:: CONSIGNA ::
En el texto aportado, ¿de qué provincia procedía el P. Reyero?

:: TEXTO APORTADO ::
- - - - - - -

Así que una vez al mes, uno a uno, nos levantábamos de nuestros pupitres en la hora del estudio, en solemne silencio, como realizábamos tantas actividades (comedor, capilla), nos dirigíamos al despacho del P. Reyero a recoger nuestra pequeña cosecha de material de escritorio. Las idas y venidas de los alumnos respondían a un rito bien preciso. Cuando un compañero volvía a la clase, según entraba por la puerta, gritaba en voz alta: “El siguiente, al P. Reyero”. A fuerza de repeticiones, con el paso de los años, esas palabras terminaron por conjurar una muletilla para indicar un orden marcialmente implantado. El número de la carnicería en cinco vocablos desgañitados. Aunque no viniera a caso y no tuviera nada que ver con el padre Reyero, siempre que había que conformar un orden en las filas para acudir de manera individual a un reclamo, la convocatoria pasaba inexorablemente por: “El siguiente, al P. Reyero”. Procedente de la provincia de León, casi en los límites con la palentina, como a todos los profesores, le caricaturizamos con algún mote o burla avistado en ciertas de sus cualidades físicas, discernida años atrás por algunos osados de los cursos mayores, transmitidos de clase en clase durante decenios a los cursos menores. En este caso concreto la rechifla venía porque el citado tenía la manía, poco aleccionadora, por decir algo, pero muy visual, de ir siempre con las manos en los bolsillos del hábito y, desde allí, con notable frecuencia, manosear sus partes pudendas. Lo cual, dicho con menos literatura, equivale a decir que se arrascaba los huevos con inusitada frecuencia.
Salvas sean las partes. Yo le tenía una considerable admiración en cuanto profesor de historia en cuarto de bachillerato. Mirado desde la lontananza, sus métodos pedagógicos eran del mesozoico. Como los de la mayoría de profesores de entonces, capacitados por la enseñanza por el ordeno y mando del prior provincial que igual decretaba, que un religioso hábil en física y química fuera destinado a convertir paganos en las misiones del Tonkín que a enseñar lengua española en la escuela apostólica de Nuestra Señora del Rosario. Buena voluntad, a raudales, exuberante; formación educativa, bajo mínimos, inexistente. La historia, como por lo demás el resto de asignaturas, era un puro ejercicio de la memoria. Combinada entonces con la historia del arte, lo mismo te tocaba aprender de carrerilla los tres órdenes del arte griego que la vida, obra y milagros de Hernán Cortés. Para el examen final de cuarto, donde afortunadamente nos libramos de la reválida en el instituto convalidador de Valladolid, teníamos que retener como una decena de hojas a dos columnas. En la de la izquierda, una fecha. Pongamos 711. En la opuesta, el hecho histórico correspondiente: el bereber Ṭāriq ibn Ziyād al-Layti derrota a los godos en el Guadalete. Y así hasta 200 fechas con sus correspondientes hazañas patrias.

- - - - - - -

:: REGISTROS APORTADOS ::
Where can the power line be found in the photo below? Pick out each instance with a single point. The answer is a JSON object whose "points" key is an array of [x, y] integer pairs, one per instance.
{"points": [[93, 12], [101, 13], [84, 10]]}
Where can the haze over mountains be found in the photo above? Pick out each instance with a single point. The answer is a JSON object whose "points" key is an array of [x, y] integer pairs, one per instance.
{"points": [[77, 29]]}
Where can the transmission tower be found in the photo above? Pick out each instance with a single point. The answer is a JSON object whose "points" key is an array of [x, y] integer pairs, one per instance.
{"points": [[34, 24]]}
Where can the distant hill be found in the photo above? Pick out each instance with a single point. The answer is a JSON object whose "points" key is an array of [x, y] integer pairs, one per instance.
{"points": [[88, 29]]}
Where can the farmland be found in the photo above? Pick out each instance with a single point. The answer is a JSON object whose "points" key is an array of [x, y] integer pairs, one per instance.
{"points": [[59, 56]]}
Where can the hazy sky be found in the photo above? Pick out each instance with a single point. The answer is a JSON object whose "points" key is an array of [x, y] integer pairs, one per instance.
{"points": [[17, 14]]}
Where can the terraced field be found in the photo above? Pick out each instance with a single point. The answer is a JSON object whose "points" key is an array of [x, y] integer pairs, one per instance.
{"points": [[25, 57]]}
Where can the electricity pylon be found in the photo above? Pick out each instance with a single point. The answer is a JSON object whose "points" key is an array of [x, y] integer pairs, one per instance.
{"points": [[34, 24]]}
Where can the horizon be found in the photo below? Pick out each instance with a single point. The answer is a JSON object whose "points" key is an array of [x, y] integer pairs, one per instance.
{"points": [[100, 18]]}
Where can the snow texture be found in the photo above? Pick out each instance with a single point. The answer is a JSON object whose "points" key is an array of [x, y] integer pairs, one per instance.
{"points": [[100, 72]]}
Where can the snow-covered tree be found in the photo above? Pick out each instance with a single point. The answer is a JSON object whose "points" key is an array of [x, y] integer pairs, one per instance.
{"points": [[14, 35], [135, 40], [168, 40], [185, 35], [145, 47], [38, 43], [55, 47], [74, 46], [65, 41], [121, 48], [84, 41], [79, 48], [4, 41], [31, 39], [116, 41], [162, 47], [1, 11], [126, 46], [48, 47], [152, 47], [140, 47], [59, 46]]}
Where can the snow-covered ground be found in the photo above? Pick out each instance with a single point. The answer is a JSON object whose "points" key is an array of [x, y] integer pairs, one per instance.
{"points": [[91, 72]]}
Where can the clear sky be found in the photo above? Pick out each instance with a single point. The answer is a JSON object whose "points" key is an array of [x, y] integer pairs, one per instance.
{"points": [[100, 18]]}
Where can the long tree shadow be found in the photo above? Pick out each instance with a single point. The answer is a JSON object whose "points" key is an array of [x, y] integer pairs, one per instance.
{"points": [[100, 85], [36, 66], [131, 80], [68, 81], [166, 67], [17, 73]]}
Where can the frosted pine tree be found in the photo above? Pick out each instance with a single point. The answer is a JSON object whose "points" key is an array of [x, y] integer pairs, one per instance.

- - - - - - -

:: RESPUESTA ::
De la provincia de León, casi en los límites con la palentina.